» **ASSIGNMENT**:
Restate the full set of records exactly, word for word.

Point localization data
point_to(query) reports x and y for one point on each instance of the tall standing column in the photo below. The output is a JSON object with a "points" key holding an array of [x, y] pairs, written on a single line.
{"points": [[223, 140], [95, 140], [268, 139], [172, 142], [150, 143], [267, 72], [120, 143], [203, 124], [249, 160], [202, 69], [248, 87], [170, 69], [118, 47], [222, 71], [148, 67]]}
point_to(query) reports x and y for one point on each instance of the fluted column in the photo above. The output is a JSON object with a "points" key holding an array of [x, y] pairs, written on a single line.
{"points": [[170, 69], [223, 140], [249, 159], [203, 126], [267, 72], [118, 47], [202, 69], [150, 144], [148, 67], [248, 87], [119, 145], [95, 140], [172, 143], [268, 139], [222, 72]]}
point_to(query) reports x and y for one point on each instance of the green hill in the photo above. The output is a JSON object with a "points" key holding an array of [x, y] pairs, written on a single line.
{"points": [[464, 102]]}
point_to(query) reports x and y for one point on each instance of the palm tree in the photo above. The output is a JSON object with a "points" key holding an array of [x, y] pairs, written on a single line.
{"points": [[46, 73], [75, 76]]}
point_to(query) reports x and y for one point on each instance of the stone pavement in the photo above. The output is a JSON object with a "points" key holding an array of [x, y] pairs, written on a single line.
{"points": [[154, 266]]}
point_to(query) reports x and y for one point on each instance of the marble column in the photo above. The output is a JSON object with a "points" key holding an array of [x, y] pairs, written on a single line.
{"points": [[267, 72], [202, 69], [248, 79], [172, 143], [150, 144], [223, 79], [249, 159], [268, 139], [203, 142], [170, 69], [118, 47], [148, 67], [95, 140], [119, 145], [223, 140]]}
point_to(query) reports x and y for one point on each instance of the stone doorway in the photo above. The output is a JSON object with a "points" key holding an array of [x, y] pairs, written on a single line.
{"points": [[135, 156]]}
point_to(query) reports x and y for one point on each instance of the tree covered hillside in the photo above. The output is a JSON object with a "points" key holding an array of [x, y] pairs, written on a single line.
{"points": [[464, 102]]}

» **ANSWER**:
point_to(query) reports x and y for one point on each instance of the tall standing column in the photo below. The output is a JSON object with a "points" key holding an array of [x, y] pairs, written on a single line.
{"points": [[223, 140], [95, 140], [268, 139], [172, 142], [150, 143], [267, 72], [120, 143], [203, 124], [249, 160], [202, 69], [248, 87], [170, 69], [118, 47], [222, 71], [148, 67]]}
point_to(query) reports x and y for one point on each instance of the fluted column in the photo above. The output is a JSON object with a "points" key holding an array of [x, y] pairs, written on a single line.
{"points": [[170, 69], [223, 140], [249, 159], [203, 126], [267, 72], [118, 47], [202, 69], [150, 144], [148, 67], [248, 87], [119, 145], [95, 140], [172, 143], [268, 139], [222, 72]]}
point_to(query) reports x and y for one point on each instance of the green hill in the photo above. The output is a JSON object with a "points" key holding an array of [x, y] pairs, written on a single line.
{"points": [[464, 102]]}
point_to(query) reports x and y for one point on each instance of the palm tree in the photo above. The output is a JSON object with a "points" key holding an array of [x, y] pairs, written on a single line.
{"points": [[46, 73], [75, 76]]}
point_to(query) reports x and y for one point on each instance of the stone pavement in the photo above. The output is a JSON object with a "points" key holding an array of [x, y] pairs, written on a single line.
{"points": [[154, 266]]}
point_to(query) reports x and y for one point on each instance of the marble column in the photo above. The output is a JSON object with a "points" key holding an array of [x, y] pairs, written on a single line.
{"points": [[267, 72], [202, 69], [248, 79], [172, 143], [150, 144], [223, 79], [249, 159], [268, 139], [203, 142], [170, 69], [118, 47], [148, 67], [95, 140], [119, 145], [223, 140]]}
point_to(query) reports x and y for one point on each instance of the stone doorway in the photo above. The output is a JSON object with a "points" key holding an array of [x, y] pairs, written on a single line.
{"points": [[135, 156]]}
point_to(query) reports x and y for one point on each instance of the tree covered hillside in the photo above. The output is a JSON object with a "points" key holding an array of [x, y] pairs, written on a single line.
{"points": [[464, 102]]}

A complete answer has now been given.